Work to be completed: Pull out every line of the data below that contains the string "bottom", treating uppercase and lowercase as different.

Records provided:
"""

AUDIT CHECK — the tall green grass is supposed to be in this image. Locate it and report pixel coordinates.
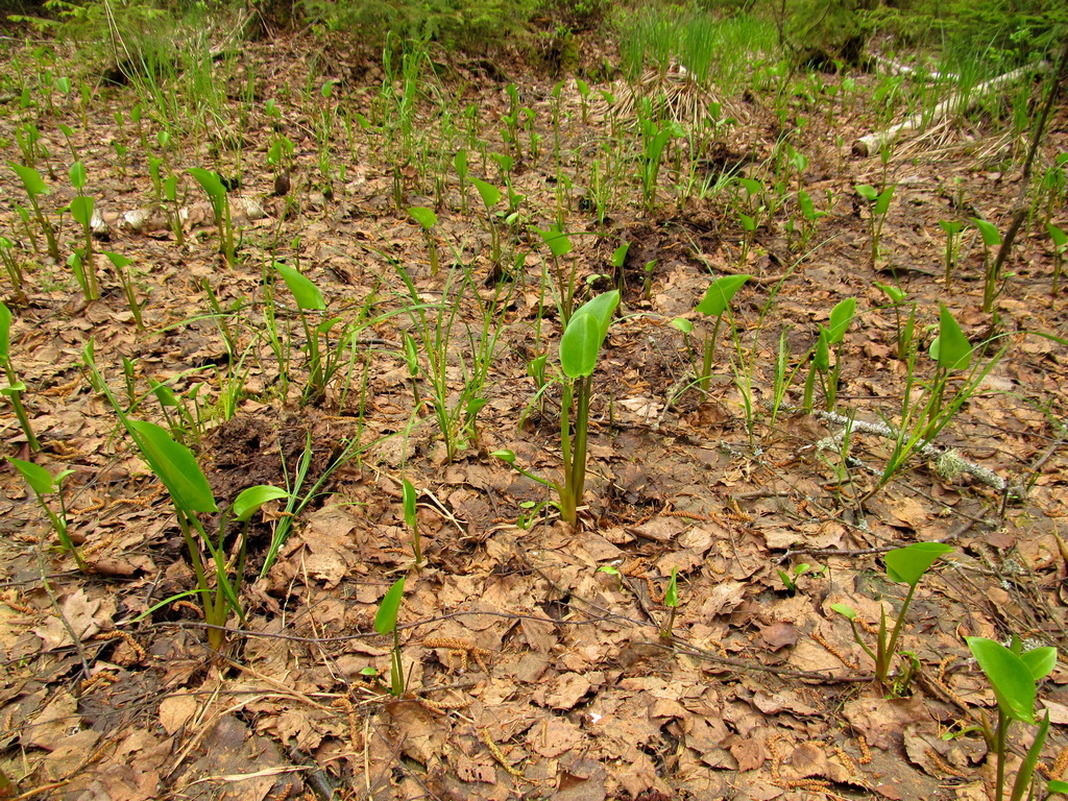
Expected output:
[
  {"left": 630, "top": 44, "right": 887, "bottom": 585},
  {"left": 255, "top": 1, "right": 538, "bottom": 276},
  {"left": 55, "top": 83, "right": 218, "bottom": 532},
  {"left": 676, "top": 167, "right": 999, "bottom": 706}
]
[{"left": 617, "top": 7, "right": 776, "bottom": 93}]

"""

Exercise output:
  {"left": 630, "top": 44, "right": 887, "bottom": 585},
  {"left": 255, "top": 1, "right": 538, "bottom": 276},
  {"left": 55, "top": 83, "right": 218, "bottom": 532},
  {"left": 676, "top": 167, "right": 999, "bottom": 706}
[{"left": 617, "top": 7, "right": 776, "bottom": 93}]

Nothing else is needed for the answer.